**SELECTION:**

▽

Douglas John Ardito of Bedford, Massachusetts was born on March 10 and while Doug may now be a Los Angeles transplant he is still proud to call Bedford his hometown.  His living in the harsh, frostbitten winters of the Northeast while growing up to the pleasant December weather in California as an adult is an extreme comparison by nature's own standard, and also in that it is similar to Doug's career in the music business.  The extremes of struggling as a starving musician, landing a record deal, the break up of the band, to later finding another band that would achieve multi-platinum success demonstrates his fortitude, his fearlessness to face adversity head on and persevere while most would have thrown in the towel long ago.  With the mantra, 'if I have a back up plan, that sets me up for failure,' he has been on the lowest of lows and the highest of highs that the rock and roll roller coaster guarantees, hold on for dear life, it is going to be a wild ride there is no room for the faint of heart or someone without the heart for the music, for that is what gives you the strength when you need it the most.

 


By the age of 10, Doug was exploring his newfound talent for music.  He took up the drums first and later moved to the saxophone while in the junior high school band.  He excelled at the sax and was very proficient, but at the same time he wanted to try other instruments. 


The 'I want to be a musician' possibility hit Doug when he was 14, courtesy of a neighbor who worked for Warner/Elektra/Asylum records when he got his first view into the world of rock and roll life from an insider's view, backstage.  He went to a J. Geils Band concert and met lead singer Peter Wolf and that was 'it' for Doug, he was hooked.  Already having been exposed to his dad's choice of rock music, he was familiar with Pink Floyd's Dark Side Of The Moon and other popular bands from the time period.  His brother, who had a Fender Jaguar Guitar that Doug would just happen to borrow, was also a fan of Boston-based Aerosmith as well as guitar legend Jimi Hendrix and Doug was in earshot range from all sides.


Developing his own interests, Doug cut his teeth by listening to Led Zeppelin and the Steve Miller Band.  He often visited used record stores to feed his need for classic rock and roll performers.  One of Doug's favorite musicians was Joe Perry of Aerosmith fame; little did Doug know that more than ten years later, their paths would cross and he would come face-to-face with one of the idols of his youth, sitting at arms length from the legend at the 2002 Billboard Awards.  Doug credits Paul McCartney of The Beatles and Wings fame for inspiring him as a bassist; he idolized McCartney's perfection and melodic rhythm.  

 

Bedford had its fair share of aspiring guitar players, as did a neighborhood garage band Doug had an interest in joining.  Though he would have preferred to play the guitar, they needed a bassist and since Boston was the place to get an instrument, they boarded the train and he became the proud owner of a brand new Yamaha BB3300 Bass.  The bass seemed to come naturally to Doug as he learned three rock songs that very night, Train Kept A Rollin', Walk This Way, and Dream On, oddly enough Aerosmith songs. (Bass Player Magazine, May 2002) His passion was divided; he loved the bass, but was becoming quite an accomplished guitar player as well.  In the end he had to drop the saxophone to make time for the bass and guitar.  Though Doug doesn't have any formal training on the piano, he does play by ear, proving his diversity on a wide range of instruments.

△

**RECORDED INFORMATION:**
▽

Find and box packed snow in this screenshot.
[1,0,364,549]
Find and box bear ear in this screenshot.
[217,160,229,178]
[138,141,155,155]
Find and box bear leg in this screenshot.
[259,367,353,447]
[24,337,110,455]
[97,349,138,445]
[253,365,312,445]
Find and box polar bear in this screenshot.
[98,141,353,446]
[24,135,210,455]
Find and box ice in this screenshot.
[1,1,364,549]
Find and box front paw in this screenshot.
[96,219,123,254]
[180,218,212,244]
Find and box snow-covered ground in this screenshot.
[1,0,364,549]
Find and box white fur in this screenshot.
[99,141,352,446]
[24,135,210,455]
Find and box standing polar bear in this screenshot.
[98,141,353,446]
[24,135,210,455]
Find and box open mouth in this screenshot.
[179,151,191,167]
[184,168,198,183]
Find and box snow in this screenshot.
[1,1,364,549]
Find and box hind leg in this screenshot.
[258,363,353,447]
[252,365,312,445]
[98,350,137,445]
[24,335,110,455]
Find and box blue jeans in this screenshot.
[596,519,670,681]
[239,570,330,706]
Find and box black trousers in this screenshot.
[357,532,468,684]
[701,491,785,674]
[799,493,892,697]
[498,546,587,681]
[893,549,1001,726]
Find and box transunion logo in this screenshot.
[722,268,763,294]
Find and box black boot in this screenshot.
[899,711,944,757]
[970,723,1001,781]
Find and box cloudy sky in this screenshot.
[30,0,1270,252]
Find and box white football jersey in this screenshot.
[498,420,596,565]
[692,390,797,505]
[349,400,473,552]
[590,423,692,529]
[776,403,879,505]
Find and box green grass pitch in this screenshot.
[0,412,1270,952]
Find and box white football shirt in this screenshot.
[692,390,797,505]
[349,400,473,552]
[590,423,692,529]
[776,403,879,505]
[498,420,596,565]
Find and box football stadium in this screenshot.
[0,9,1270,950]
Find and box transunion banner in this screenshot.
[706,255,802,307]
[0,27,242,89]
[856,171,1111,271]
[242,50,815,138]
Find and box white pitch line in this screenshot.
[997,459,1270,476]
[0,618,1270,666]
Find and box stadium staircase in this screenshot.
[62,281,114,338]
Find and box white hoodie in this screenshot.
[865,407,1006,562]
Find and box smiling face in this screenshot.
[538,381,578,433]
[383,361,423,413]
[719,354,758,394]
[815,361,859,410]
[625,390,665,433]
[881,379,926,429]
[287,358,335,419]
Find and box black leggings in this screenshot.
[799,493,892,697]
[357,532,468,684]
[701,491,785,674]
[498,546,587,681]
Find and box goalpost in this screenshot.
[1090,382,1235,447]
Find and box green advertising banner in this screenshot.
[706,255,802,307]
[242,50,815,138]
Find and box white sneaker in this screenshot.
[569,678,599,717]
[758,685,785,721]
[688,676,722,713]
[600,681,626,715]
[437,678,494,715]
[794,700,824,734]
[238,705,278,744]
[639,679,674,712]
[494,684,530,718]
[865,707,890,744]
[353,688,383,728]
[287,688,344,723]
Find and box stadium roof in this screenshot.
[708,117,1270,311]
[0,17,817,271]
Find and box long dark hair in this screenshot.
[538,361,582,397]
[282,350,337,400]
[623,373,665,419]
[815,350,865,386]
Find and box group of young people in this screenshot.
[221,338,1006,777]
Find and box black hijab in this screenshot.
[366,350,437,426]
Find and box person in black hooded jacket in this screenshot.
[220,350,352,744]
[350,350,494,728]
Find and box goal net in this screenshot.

△

**EXERCISE INSTRUCTIONS:**
**a.** Decide whether each statement agrees with the biography of Doug Ardito: (i) Doug's first instrument was the saxophone; (ii) on the night he got his bass, Doug learned three Aerosmith songs; (iii) Doug has formal training on the piano. For each, answer yes or no and quote the deciding words of the biography.
**b.** Retype the part of the biography of Doug Ardito starting at "Bedford had its" and ending at "range of instruments.".
**c.** Extend the biography of Doug Ardito, picking up after its last sentence.

**RESPONSE LIST:**
**a.**
(i) No: "He took up the drums first and later moved to the saxophone while in the junior high school band."
(ii) Yes: "he learned three rock songs that very night, Train Kept A Rollin', Walk This Way, and Dream On, oddly enough Aerosmith songs."
(iii) No: "Though Doug doesn't have any formal training on the piano, he does play by ear"

**b.**
Bedford had its fair share of aspiring guitar players, as did a neighborhood garage band Doug had an interest in joining.  Though he would have preferred to play the guitar, they needed a bassist and since Boston was the place to get an instrument, they boarded the train and he became the proud owner of a brand new Yamaha BB3300 Bass.  The bass seemed to come naturally to Doug as he learned three rock songs that very night, Train Kept A Rollin', Walk This Way, and Dream On, oddly enough Aerosmith songs. (Bass Player Magazine, May 2002) His passion was divided; he loved the bass, but was becoming quite an accomplished guitar player as well.  In the end he had to drop the saxophone to make time for the bass and guitar.  Though Doug doesn't have any formal training on the piano, he does play by ear, proving his diversity on a wide range of instruments.

**c.**
 

As a young aspiring musician, Doug played in several Boston area bands, two specifically, Taupier and Throat Culture.  Throat Culture had a unique gimmick; they used to pass out tongue depressors with the band name on them as souvenirs for their fans.  By the age of 15, Doug and his band were playing gigs in local bars and clubs like The Channel, Bunratty's, The Rat, and Derringers, most of which he had to sneak in the back door of because he wasn't old enough to legally enter.

 

In between music, Doug was an avid sports lover participating in almost every sport in high school, but had a passion for football and lacrosse.  Harvard Square in Boston, which was known for it's local street musicians, was a skateboarding haven and he was frequently hanging out there with friends.  A cabin at a lake in New Hampshire was another favorite place to relax and enjoy outdoor sports.  As with many teenagers, spending money was earned at jobs of pizza delivery and as a grocery bagger in a local store.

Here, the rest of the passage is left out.